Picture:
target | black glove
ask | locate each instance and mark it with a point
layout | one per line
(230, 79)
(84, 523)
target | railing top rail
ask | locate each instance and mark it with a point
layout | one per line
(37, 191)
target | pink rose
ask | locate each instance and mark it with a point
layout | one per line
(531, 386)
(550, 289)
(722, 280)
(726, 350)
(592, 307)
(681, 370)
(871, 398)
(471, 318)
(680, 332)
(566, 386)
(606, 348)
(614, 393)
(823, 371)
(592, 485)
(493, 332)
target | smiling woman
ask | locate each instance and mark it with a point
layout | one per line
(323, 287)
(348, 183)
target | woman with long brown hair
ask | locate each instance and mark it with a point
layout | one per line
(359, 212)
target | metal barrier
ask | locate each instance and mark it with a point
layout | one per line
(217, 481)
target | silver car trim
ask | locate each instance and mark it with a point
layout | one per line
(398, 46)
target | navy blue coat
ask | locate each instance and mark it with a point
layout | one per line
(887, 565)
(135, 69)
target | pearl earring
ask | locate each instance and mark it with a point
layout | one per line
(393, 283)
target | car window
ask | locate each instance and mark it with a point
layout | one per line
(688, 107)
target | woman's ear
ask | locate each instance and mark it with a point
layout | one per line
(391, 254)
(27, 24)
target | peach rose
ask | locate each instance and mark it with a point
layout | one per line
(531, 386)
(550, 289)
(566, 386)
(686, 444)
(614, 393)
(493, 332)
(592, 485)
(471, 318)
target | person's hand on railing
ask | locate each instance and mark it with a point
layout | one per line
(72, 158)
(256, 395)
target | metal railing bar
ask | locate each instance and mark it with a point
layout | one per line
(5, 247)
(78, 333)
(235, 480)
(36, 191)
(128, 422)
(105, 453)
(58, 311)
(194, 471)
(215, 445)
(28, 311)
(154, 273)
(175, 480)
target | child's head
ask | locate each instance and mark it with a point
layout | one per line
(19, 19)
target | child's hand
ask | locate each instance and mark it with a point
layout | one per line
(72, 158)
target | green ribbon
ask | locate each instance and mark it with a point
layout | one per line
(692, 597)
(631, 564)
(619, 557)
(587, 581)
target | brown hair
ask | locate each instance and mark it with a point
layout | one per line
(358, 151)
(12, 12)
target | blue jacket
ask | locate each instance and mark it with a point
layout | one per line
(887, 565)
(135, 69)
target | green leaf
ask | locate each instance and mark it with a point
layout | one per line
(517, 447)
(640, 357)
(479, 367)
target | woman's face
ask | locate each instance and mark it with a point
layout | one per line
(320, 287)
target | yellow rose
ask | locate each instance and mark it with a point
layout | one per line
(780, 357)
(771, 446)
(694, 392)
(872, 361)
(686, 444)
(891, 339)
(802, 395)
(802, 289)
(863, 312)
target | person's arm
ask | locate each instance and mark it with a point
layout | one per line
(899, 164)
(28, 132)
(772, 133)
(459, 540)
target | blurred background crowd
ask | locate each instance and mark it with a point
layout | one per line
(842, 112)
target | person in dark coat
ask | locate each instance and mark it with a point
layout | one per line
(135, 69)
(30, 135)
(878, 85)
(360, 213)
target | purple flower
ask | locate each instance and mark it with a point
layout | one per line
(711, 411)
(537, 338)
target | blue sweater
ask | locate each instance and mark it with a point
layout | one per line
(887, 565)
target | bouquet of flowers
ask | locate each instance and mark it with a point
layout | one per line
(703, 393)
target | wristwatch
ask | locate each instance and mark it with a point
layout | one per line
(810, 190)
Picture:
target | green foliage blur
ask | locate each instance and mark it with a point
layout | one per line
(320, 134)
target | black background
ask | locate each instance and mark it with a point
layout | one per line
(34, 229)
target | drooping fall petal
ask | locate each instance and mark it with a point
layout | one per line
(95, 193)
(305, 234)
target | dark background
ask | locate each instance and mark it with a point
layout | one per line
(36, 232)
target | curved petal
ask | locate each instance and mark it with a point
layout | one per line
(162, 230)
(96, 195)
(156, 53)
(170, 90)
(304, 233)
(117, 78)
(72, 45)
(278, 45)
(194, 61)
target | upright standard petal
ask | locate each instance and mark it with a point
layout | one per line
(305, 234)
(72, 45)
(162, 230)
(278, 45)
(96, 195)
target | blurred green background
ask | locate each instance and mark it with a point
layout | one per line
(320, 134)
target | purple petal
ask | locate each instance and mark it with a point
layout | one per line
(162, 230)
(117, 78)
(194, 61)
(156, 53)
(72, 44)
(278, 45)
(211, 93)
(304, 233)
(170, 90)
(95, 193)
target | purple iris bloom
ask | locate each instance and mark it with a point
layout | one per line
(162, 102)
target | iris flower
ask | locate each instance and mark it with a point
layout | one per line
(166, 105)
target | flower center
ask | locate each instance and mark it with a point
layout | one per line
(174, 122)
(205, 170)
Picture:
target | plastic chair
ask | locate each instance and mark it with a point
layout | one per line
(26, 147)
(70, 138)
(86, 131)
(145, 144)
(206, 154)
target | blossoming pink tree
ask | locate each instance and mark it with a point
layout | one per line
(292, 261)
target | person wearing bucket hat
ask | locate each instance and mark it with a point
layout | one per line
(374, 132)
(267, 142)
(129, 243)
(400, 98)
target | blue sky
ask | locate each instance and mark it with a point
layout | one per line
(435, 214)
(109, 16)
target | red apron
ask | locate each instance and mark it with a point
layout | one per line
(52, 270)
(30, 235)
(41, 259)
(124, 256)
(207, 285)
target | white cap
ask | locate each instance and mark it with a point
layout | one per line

Instructions for the task:
Extract all lines from the data in which "blurred" is found.

Response to this task:
target | blurred background crowd
target | blurred green background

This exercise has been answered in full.